>>>>
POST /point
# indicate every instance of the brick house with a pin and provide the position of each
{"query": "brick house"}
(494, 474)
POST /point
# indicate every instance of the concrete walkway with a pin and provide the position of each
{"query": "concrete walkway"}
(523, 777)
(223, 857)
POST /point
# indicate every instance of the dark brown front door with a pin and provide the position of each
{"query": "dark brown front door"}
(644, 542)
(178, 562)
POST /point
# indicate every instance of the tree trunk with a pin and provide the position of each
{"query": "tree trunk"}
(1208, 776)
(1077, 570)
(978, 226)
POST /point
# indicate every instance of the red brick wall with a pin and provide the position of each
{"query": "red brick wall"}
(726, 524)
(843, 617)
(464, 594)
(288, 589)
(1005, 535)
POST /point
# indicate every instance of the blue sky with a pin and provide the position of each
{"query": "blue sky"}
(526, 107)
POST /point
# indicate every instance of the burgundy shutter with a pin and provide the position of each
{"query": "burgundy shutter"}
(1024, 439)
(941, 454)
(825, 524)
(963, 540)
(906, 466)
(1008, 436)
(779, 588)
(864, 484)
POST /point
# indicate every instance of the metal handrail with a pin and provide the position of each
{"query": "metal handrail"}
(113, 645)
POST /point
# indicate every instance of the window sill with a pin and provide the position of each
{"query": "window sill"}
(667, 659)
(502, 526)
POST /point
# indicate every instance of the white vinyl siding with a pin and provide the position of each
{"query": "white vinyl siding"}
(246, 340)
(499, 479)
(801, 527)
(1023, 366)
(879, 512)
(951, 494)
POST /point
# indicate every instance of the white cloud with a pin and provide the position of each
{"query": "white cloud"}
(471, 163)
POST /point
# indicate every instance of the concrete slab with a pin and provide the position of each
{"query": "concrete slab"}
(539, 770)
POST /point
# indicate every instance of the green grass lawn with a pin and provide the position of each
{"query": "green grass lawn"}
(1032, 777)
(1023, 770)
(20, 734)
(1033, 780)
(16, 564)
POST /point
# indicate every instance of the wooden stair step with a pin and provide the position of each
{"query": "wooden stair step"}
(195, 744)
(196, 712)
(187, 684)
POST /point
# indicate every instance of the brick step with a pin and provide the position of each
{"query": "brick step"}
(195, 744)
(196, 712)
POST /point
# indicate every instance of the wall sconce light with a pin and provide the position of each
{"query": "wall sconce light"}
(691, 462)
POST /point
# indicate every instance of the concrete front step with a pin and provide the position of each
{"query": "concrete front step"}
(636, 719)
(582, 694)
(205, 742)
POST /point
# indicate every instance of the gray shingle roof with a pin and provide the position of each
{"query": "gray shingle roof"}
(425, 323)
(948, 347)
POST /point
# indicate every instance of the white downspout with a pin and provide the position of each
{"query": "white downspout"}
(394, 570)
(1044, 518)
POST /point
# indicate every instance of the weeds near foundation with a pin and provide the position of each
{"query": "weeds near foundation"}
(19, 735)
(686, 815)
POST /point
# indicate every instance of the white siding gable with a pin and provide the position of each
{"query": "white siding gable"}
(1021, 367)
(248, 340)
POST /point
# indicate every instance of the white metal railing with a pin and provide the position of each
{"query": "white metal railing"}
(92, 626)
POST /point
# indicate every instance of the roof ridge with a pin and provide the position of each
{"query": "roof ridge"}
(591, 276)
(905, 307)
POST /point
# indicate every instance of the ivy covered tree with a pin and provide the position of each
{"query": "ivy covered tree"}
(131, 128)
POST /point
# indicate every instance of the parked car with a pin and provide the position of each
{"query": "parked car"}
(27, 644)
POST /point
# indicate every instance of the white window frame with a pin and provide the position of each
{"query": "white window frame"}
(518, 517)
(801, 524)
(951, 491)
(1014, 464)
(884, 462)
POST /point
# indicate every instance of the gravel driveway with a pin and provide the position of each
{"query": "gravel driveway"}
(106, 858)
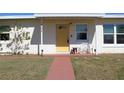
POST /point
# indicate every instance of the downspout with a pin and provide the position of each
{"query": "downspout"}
(95, 50)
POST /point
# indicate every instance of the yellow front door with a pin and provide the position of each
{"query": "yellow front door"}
(62, 38)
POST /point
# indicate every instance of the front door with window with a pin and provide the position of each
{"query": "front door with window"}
(62, 38)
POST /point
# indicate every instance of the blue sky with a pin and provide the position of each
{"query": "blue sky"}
(12, 14)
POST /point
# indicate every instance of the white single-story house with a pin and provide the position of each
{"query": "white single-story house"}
(59, 33)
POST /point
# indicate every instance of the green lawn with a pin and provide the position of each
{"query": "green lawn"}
(102, 67)
(24, 67)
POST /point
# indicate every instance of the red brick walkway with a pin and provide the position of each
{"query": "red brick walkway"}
(61, 69)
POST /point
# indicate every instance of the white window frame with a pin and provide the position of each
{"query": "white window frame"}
(115, 44)
(5, 33)
(82, 32)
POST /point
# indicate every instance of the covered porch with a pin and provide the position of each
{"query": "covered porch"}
(61, 35)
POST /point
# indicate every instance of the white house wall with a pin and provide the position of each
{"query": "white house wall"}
(107, 48)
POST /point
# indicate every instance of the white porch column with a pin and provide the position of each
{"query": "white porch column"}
(99, 38)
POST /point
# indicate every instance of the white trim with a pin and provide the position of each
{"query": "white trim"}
(76, 32)
(115, 37)
(17, 17)
(69, 14)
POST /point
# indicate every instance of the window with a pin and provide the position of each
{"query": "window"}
(81, 31)
(120, 34)
(108, 34)
(4, 36)
(4, 32)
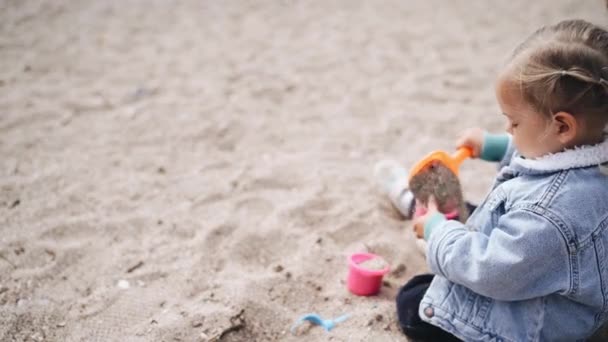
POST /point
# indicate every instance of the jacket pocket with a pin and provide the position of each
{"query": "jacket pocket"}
(496, 205)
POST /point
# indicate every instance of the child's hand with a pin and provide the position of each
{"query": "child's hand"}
(420, 221)
(472, 138)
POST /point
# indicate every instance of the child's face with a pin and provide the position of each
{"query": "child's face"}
(532, 132)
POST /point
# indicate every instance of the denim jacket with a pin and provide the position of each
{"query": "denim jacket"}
(531, 263)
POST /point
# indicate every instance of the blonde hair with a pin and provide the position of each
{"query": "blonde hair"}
(564, 67)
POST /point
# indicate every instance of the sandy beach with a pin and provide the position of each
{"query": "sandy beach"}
(201, 170)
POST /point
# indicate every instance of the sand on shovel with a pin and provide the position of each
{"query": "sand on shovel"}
(440, 182)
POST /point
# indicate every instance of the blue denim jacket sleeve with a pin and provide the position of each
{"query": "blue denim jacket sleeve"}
(524, 257)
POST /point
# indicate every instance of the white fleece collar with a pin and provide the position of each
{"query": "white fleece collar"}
(578, 157)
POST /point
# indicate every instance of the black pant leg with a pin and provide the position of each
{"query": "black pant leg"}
(408, 301)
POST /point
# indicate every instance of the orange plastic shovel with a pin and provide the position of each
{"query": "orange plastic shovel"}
(452, 162)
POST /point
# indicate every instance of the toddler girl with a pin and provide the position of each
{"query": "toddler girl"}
(531, 263)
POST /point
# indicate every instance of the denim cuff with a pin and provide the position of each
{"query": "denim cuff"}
(494, 146)
(433, 221)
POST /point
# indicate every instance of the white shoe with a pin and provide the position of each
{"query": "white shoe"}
(392, 179)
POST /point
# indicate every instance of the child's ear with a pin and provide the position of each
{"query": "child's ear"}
(566, 127)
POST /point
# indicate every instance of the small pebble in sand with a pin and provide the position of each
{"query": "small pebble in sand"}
(374, 264)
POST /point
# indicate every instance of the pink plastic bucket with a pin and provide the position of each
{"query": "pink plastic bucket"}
(362, 281)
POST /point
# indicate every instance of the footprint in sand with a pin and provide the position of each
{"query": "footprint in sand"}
(313, 212)
(261, 251)
(350, 233)
(264, 184)
(254, 209)
(217, 236)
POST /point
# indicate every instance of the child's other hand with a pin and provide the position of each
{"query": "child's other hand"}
(420, 221)
(472, 138)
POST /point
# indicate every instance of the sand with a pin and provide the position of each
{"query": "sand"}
(202, 169)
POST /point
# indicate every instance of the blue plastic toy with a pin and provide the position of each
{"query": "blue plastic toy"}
(315, 319)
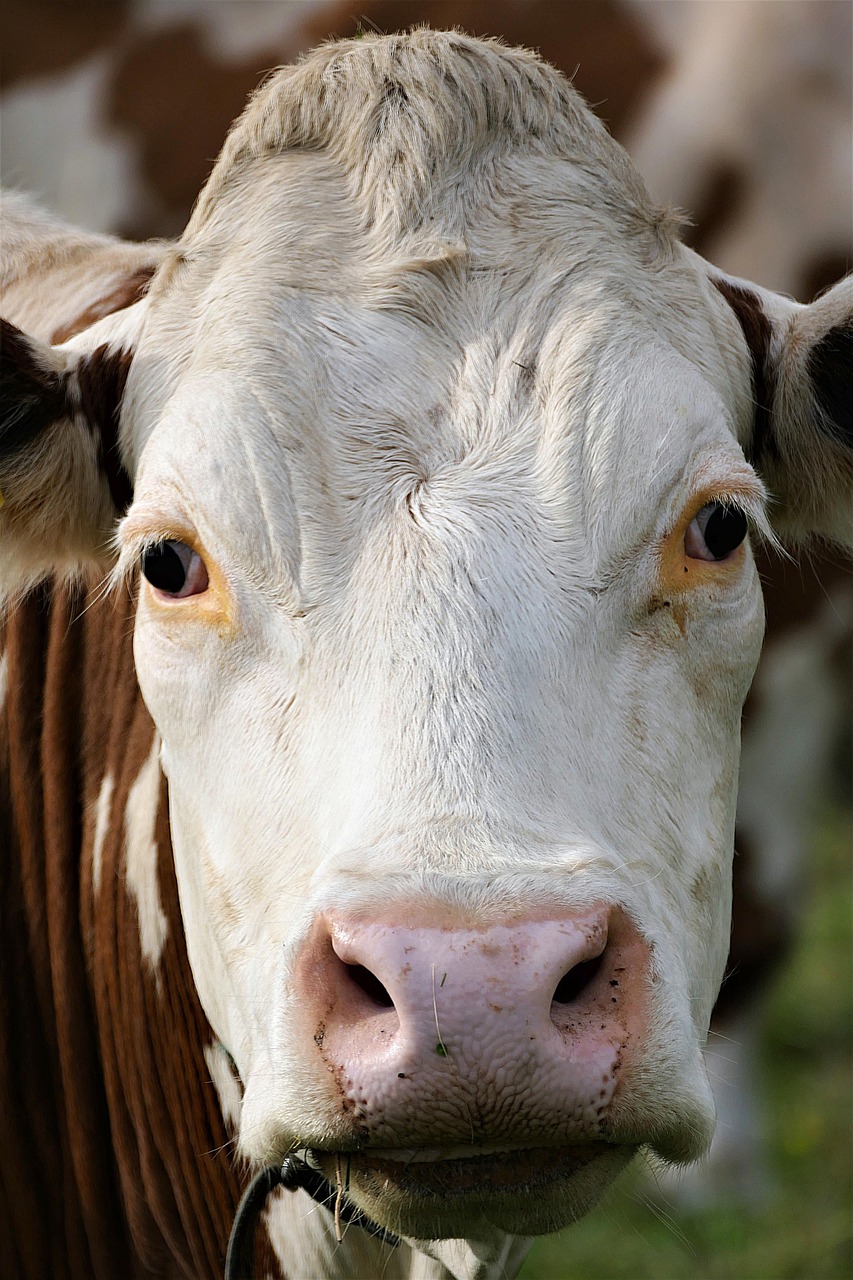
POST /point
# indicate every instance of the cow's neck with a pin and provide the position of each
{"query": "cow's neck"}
(115, 1052)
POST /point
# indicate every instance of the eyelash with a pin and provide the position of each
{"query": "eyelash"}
(715, 533)
(174, 570)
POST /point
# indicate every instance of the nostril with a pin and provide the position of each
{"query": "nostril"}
(369, 984)
(574, 982)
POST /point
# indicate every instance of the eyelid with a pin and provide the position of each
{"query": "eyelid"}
(138, 531)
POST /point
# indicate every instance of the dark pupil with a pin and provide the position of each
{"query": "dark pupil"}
(164, 567)
(726, 529)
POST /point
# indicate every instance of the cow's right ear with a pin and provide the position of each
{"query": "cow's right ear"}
(801, 433)
(62, 479)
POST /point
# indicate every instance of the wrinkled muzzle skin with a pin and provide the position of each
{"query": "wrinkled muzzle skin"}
(448, 748)
(452, 730)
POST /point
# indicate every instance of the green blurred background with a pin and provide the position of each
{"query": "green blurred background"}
(804, 1229)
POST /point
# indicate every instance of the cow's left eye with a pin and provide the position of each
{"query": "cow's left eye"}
(715, 531)
(174, 570)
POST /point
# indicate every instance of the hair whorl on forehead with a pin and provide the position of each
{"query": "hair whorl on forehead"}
(405, 115)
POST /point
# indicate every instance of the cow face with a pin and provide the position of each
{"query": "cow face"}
(442, 471)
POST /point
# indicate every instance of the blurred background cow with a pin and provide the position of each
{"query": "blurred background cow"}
(738, 112)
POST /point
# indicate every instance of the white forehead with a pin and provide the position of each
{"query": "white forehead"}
(297, 414)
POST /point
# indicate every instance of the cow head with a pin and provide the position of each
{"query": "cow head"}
(446, 457)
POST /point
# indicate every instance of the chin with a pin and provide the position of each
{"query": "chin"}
(463, 1192)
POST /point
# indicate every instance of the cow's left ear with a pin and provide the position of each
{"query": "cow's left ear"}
(801, 435)
(62, 479)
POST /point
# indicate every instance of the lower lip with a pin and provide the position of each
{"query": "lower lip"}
(450, 1173)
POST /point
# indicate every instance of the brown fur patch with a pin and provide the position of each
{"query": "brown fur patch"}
(32, 397)
(101, 379)
(756, 330)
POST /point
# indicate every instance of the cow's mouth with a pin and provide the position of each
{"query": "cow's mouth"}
(432, 1193)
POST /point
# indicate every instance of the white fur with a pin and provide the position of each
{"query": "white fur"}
(432, 387)
(141, 855)
(103, 813)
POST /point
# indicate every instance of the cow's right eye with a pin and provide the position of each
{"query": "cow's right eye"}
(174, 570)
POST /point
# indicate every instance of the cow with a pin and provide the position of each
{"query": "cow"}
(381, 609)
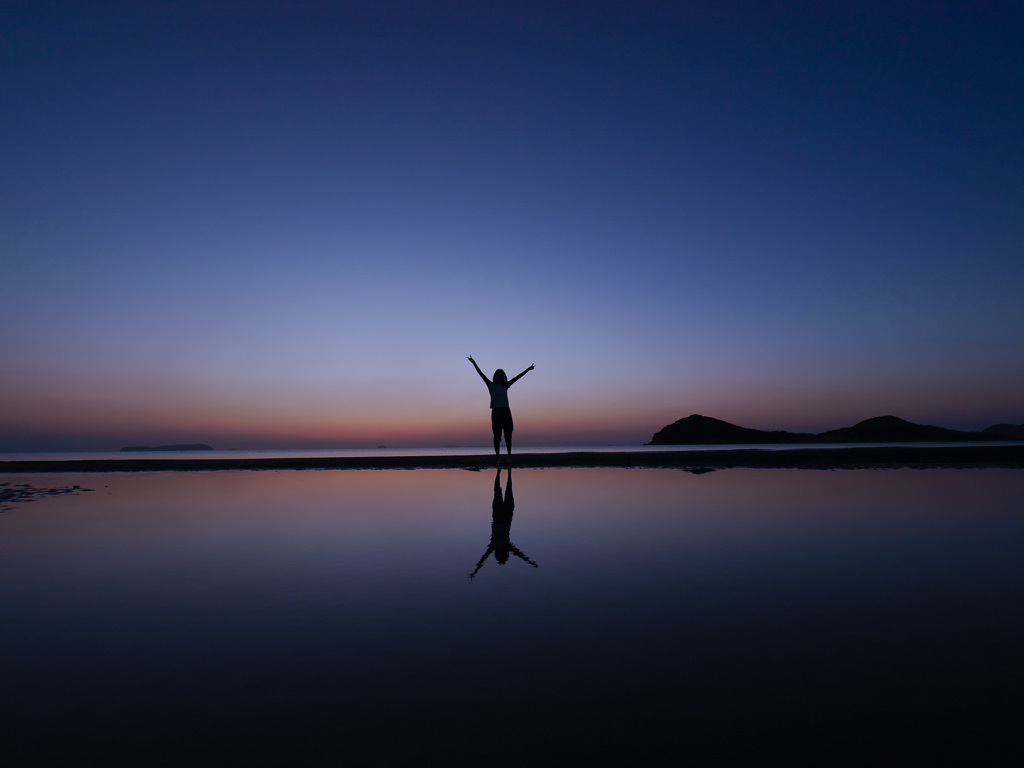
<<<<
= WORK TO BE COMPLETED =
Pick out each line of the material above that contains the string "lower". Case counts.

= TASK RESPONSE =
# indicate every instance of the lower lip with a pin and provide the position of each
{"query": "lower lip"}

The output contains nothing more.